[Excerpts from a dataset]
========

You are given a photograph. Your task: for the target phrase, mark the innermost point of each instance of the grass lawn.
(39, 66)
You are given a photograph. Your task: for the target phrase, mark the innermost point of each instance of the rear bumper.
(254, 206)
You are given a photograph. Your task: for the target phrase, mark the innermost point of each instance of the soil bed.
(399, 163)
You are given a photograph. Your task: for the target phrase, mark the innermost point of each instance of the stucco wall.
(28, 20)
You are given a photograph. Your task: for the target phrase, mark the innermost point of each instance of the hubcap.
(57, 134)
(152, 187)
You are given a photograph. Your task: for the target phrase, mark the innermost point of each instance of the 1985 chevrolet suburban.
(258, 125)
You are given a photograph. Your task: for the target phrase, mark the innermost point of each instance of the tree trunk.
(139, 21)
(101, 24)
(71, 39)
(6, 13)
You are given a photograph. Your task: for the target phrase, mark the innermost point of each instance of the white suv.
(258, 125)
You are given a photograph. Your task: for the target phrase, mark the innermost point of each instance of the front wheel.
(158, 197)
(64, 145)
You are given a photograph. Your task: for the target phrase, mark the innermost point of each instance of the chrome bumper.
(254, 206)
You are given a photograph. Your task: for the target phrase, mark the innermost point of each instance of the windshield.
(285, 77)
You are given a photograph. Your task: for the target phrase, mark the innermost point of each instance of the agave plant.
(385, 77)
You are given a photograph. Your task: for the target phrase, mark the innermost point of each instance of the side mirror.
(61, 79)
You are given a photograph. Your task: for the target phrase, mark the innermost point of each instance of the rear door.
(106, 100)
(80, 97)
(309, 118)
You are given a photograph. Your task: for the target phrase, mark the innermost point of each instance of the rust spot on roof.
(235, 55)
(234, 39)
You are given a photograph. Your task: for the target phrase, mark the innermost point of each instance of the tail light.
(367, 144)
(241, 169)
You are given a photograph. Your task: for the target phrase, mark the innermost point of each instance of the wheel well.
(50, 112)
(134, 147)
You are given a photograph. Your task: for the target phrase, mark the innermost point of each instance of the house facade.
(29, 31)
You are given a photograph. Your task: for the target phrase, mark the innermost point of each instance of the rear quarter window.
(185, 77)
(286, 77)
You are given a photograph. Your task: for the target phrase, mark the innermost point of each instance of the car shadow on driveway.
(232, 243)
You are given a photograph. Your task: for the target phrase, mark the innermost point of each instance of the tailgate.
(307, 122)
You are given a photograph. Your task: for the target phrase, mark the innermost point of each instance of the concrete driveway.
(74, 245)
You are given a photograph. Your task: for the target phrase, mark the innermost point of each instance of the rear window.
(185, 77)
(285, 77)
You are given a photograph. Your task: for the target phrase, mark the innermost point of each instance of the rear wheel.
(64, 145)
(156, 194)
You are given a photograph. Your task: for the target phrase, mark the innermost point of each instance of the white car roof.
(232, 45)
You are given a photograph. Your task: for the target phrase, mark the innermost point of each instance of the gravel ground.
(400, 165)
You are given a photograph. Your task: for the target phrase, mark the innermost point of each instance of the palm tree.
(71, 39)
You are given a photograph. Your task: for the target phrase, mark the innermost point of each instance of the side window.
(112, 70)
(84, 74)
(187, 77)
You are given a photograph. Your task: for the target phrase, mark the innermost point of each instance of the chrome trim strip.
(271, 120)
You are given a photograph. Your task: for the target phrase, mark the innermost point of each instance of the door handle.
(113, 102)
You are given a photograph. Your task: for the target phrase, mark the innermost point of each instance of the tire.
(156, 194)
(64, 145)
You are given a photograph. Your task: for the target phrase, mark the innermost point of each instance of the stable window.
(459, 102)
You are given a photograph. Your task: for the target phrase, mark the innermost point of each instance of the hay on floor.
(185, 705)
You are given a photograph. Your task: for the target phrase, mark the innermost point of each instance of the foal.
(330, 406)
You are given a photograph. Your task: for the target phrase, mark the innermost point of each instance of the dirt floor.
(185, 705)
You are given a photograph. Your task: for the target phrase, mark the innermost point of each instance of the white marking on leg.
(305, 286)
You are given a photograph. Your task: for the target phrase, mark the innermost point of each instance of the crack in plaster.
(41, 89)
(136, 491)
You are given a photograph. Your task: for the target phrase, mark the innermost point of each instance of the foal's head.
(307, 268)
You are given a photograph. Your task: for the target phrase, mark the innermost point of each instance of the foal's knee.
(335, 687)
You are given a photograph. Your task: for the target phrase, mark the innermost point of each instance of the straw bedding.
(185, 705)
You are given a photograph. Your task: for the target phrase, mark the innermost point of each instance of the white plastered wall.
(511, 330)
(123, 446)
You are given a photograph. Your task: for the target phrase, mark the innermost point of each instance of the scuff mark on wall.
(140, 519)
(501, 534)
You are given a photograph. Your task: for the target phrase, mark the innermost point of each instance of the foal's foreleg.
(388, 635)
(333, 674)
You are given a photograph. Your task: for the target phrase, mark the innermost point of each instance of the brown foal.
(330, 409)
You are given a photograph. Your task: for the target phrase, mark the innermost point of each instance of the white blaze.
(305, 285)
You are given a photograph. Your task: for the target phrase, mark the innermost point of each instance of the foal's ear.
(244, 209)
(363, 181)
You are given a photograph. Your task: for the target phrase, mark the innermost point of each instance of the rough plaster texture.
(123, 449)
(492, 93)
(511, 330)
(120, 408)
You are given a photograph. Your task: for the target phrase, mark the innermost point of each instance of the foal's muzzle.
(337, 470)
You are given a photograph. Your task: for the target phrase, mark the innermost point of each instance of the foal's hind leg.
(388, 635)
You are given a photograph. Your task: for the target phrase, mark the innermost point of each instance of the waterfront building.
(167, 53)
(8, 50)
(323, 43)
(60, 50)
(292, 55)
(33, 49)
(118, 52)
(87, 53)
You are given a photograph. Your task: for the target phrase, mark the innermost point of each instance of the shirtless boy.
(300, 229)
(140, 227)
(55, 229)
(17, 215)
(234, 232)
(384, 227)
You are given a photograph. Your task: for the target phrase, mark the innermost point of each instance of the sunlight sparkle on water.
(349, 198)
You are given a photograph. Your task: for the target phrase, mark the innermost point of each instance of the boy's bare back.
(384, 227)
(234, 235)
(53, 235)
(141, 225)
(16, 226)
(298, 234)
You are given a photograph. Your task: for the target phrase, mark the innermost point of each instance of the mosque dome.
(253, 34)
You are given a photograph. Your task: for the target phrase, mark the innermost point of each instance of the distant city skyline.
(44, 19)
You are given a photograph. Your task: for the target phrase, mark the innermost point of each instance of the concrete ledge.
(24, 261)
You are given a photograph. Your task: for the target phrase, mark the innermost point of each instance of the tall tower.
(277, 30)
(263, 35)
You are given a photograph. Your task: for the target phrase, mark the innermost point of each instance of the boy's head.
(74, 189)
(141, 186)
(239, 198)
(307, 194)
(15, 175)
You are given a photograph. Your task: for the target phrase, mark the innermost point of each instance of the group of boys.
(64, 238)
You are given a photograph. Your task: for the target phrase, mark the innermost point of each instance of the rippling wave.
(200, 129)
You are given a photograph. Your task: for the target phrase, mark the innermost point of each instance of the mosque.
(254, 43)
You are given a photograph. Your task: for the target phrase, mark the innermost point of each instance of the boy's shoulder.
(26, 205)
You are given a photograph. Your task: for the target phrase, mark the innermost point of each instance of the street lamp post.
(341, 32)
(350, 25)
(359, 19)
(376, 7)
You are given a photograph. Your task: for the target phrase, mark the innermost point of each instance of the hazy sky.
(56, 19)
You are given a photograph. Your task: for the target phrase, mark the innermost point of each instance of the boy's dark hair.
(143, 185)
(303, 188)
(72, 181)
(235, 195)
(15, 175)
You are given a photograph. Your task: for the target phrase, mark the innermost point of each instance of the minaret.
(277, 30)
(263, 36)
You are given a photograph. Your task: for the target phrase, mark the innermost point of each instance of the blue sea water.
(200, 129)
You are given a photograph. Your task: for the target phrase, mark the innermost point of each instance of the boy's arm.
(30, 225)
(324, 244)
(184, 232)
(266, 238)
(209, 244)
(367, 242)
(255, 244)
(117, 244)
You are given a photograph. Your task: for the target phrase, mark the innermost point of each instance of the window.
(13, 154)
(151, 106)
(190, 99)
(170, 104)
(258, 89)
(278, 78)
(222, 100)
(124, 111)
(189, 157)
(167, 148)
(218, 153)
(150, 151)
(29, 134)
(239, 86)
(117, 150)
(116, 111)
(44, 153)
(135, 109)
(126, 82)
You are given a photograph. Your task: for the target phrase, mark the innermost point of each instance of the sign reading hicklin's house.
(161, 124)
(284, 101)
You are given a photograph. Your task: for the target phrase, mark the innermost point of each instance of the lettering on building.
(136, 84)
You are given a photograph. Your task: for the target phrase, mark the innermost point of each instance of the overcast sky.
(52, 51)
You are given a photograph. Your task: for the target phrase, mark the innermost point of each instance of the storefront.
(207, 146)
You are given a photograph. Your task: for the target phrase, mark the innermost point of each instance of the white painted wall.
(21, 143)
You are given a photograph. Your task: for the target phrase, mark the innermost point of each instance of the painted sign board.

========

* Task instructions
The line with "boy's dark hair." marks where to start. Transcribe from there through the final line of the records, exactly and with nothing added.

* Exercise result
You are given a photograph. Your task: for the target phrase, mark the innermost point of each instance of the boy's dark hair.
(143, 185)
(303, 188)
(72, 181)
(235, 195)
(15, 175)
You are given a photograph. Your task: for the target phrase, mark the innermost point of each instance of the minaret.
(277, 30)
(263, 36)
You are given a photograph. Your task: for the target phrase, mark the innermost point of each instance of the blue sea water.
(200, 129)
You are given a photograph. Your task: for the target phrase, mark the innermost point of each instance of the boy's arm.
(30, 225)
(324, 244)
(184, 232)
(266, 238)
(209, 244)
(367, 242)
(255, 244)
(117, 244)
You are given a photograph. Your task: for the target phrase, mark the innermost point of each instance of the window.
(13, 154)
(151, 106)
(190, 99)
(170, 104)
(258, 89)
(278, 78)
(222, 100)
(124, 111)
(189, 157)
(167, 148)
(218, 153)
(150, 151)
(29, 134)
(239, 86)
(117, 150)
(116, 111)
(44, 153)
(135, 109)
(126, 82)
You are given a photograph. Your task: for the target phrase, mark the innermost point of each instance of the sign reading hicklin's house.
(161, 124)
(284, 101)
You are given a photograph. Your task: for the target phrase, mark the innermost point of each instance of the lettering on building.
(136, 84)
You are given a photograph. Your task: for the target phrase, mark the innermost point of each instance of the overcast sky.
(52, 51)
You are given a photograph. Your task: for the target phrase, mark the innermost point of each instance of the storefront.
(207, 146)
You are given a photograph. Your task: for the target phrase, mark the innermost point of each instance of the white painted wall.
(21, 143)
You are given a photograph. Your task: for the target phrase, mark the innermost point of each instance of the painted sign board.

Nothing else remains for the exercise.